§ **WHAT IS REQUIRED**:
Omit all images. Transcribe the rest of the material below exactly.

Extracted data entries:
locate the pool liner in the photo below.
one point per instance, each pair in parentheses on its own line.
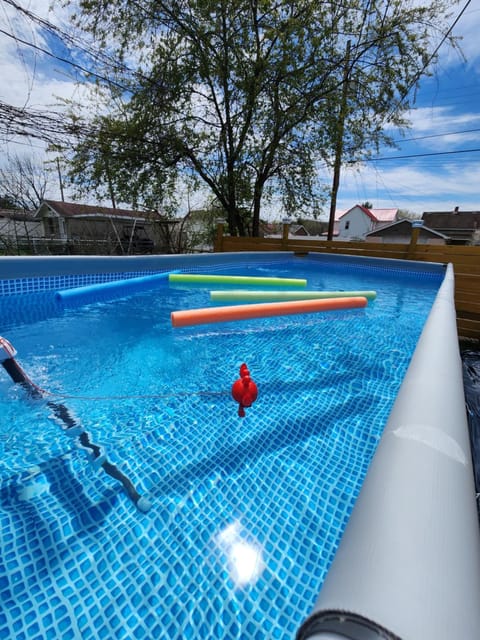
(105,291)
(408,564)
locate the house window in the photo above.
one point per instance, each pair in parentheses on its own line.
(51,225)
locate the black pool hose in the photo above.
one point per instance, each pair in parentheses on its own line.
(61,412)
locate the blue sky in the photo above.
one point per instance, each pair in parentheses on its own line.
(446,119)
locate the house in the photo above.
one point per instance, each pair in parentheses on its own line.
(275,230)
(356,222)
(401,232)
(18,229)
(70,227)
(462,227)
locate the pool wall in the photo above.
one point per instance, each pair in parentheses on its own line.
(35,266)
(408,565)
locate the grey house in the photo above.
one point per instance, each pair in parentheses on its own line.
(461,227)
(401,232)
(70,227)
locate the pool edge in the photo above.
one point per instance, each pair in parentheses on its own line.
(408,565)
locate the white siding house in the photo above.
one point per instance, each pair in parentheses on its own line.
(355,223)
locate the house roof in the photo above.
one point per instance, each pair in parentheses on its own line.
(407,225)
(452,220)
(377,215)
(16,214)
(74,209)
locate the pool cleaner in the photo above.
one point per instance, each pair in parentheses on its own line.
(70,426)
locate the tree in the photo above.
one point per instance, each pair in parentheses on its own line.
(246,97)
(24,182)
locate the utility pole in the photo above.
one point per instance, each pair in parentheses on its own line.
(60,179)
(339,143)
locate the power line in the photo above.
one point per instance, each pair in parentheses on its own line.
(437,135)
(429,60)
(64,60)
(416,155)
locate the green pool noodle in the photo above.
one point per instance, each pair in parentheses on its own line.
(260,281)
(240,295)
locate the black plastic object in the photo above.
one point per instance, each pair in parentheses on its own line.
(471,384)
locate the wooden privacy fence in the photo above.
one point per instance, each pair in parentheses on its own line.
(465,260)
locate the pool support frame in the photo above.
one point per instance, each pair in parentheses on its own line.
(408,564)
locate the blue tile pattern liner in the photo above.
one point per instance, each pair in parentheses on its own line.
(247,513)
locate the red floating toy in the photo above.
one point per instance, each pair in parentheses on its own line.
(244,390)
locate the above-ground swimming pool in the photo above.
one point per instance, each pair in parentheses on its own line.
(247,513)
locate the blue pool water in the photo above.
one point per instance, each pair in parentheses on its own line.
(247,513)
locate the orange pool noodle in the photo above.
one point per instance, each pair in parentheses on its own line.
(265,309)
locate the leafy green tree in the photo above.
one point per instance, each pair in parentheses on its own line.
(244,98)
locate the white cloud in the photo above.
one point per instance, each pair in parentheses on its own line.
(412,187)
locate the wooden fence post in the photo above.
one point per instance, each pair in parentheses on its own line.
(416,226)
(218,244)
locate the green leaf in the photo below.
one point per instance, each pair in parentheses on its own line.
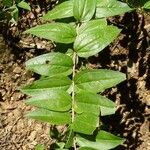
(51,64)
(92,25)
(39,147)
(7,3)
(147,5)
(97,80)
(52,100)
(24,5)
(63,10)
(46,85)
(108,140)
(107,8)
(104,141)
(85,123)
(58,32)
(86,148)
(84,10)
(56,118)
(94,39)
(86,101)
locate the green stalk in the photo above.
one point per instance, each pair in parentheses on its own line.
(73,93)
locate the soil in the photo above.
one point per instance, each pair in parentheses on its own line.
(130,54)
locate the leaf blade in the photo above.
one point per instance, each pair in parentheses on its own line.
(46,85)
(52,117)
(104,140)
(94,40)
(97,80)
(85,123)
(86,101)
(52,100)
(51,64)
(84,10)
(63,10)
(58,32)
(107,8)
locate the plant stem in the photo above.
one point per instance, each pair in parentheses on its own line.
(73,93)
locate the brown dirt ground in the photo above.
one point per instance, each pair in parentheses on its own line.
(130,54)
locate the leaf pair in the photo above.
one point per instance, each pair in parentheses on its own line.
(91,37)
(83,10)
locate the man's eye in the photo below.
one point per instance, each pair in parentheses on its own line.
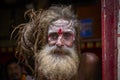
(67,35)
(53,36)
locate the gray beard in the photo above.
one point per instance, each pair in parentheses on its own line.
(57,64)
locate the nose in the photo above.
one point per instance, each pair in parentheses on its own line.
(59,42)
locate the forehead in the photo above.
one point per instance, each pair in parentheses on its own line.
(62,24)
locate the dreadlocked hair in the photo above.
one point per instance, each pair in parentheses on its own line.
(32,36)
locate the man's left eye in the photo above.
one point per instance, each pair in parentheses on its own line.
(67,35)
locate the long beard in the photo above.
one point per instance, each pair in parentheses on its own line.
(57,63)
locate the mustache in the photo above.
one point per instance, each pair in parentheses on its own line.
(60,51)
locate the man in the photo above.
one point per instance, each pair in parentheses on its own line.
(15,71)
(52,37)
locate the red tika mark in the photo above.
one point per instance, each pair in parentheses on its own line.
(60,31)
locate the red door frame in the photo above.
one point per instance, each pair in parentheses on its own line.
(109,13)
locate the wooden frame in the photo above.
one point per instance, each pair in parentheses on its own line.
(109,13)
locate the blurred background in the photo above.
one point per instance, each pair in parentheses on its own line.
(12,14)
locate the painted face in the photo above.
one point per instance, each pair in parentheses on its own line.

§ **RIGHT ANSWER**:
locate the pool liner in the photo below.
one point per instance, each pair in parentheses on its own line.
(105,291)
(408,564)
locate the house window in the photo above.
one point per instance, each pair in parentheses on its own line.
(51,225)
locate the black pool hose in the photo above.
one point per instance, each pair in parentheses on its own line.
(61,412)
locate the blue sky in the photo above.
one point per instance, each pair in parentheses on its own line.
(446,119)
locate the house in the photo above.
one point per instance, each pair in parentheses on its own line.
(275,230)
(356,222)
(401,232)
(18,229)
(70,227)
(462,227)
locate the pool wall in the photo above.
one point per instance, each pair in parentheses on its own line.
(35,266)
(408,565)
locate the grey house in the photo above.
one point per instance, each pair in parentheses on its own line.
(461,227)
(401,232)
(70,227)
locate the pool edge in the photo above.
one point per instance, each pair in parentheses on its own line.
(408,565)
locate the white siding house in the photo above.
one point per instance, each pair in parentheses on its own line.
(355,223)
locate the house roof in the photo above.
one point per instance, each pair in parentheses on its own line.
(407,225)
(452,220)
(377,215)
(16,214)
(74,209)
locate the pool cleaner in the photo above.
one point per instance, each pair in parentheses on its own line.
(70,426)
locate the tree in the photo above.
one point per instance, each pair in parentheses on its own line.
(246,97)
(24,182)
locate the utility pole in the photo above.
one point per instance, each pair in parentheses on its own line.
(60,179)
(339,143)
locate the power line in the photo above.
one point per instance, each pair in parentheses on its own line.
(437,135)
(429,60)
(64,60)
(416,155)
locate the green pool noodle in the photo above.
one point per instance, each pair in parentheses on its own line.
(260,281)
(240,295)
locate the black plastic object in the photo above.
one point per instance, each pair in parentheses on its own line.
(471,384)
locate the wooden privacy fence in the photo above.
one point per instance, each pair in parentheses on its own line.
(465,260)
locate the pool support frame in the photo above.
one point per instance, each pair in parentheses on its own line.
(408,564)
locate the blue tile pattern liner in the photo above.
one point per instance, each pair in parentheses on its own line.
(247,513)
locate the red floating toy in the photo above.
one point per instance, each pair in parentheses on its own line.
(244,390)
locate the above-ground swimming pool in the photo above.
one point per instance, each pair in parentheses on its own line.
(247,513)
locate the blue pool water in the photo above.
one point per instance, each pair in parentheses on its own line.
(247,513)
locate the orange pool noodle in the photo above.
one point per instance, each pair in parentheses on its own line.
(265,309)
locate the leafy green tree in the photo above.
one point per instance, each pair in parentheses on its own line.
(244,98)
locate the white cloud in the photo above.
one point per instance, each pair in parentheses on its own line.
(412,187)
locate the wooden fence post in the photo above.
one point per instance, each pair in parentheses on its own line.
(416,226)
(218,244)
locate the green leaf in the photo below.
one point per instance, each pair in parentheses on its own line.
(51,64)
(92,25)
(39,147)
(7,3)
(147,5)
(97,80)
(52,100)
(24,5)
(63,10)
(46,85)
(108,140)
(107,8)
(104,141)
(85,123)
(58,32)
(86,148)
(84,10)
(56,118)
(94,39)
(86,101)
locate the green stalk in the photo above.
one point per instance, each pair in parentheses on its own line.
(73,93)
locate the soil in the photo above.
one point per instance, each pair in parentheses on its own line.
(130,54)
locate the leaf blade in the photo above.
one point per instance, each pair in parentheses on its own line.
(46,85)
(52,117)
(104,140)
(94,40)
(97,80)
(85,123)
(86,101)
(52,100)
(51,64)
(84,10)
(63,10)
(58,32)
(107,8)
locate the plant stem in the photo above.
one point per instance, each pair in parentheses on its own line.
(73,93)
locate the brown dirt ground in the photo above.
one point per instance, each pair in parentheses on its own line.
(130,54)
locate the leaf pair in the photo above.
one point per instance, each pair in parentheses on its own line.
(91,37)
(83,10)
locate the man's eye in the photo below.
one point per instance, each pair in parentheses on its own line.
(67,35)
(53,36)
locate the gray beard in the photo above.
one point per instance, each pair in parentheses on its own line.
(57,64)
locate the nose in the photo above.
one point per instance, each pair in parentheses on its own line.
(59,42)
locate the forehead in the photo above.
one point per instance, each pair in parentheses on its own line.
(62,24)
locate the dreadlocked hair in the photo above.
one point per instance, each pair in parentheses on its own line.
(32,36)
locate the man's left eye in the photo above.
one point per instance, each pair in parentheses on its own line.
(67,35)
locate the long beard in the photo above.
one point per instance, each pair in parentheses on its own line.
(57,63)
locate the mustache in the photo above.
one point per instance, each pair in parentheses on its own line.
(60,51)
locate the man in the photo above.
one point per instance, each pair in parentheses on its own line.
(15,71)
(52,37)
locate the red tika mark in the photo above.
one point per instance, each pair in parentheses on its own line.
(60,31)
locate the red door frame in the photo above.
one point per instance, each pair in parentheses on its own line.
(109,13)
locate the wooden frame in the photo above.
one point per instance, each pair in parentheses on its own line.
(109,13)
locate the blurred background in the photo above.
one point per instance, each pair in parentheses on its own line.
(12,14)
locate the painted face in the photo above.
one point per instance, each pair in parentheses on its own line.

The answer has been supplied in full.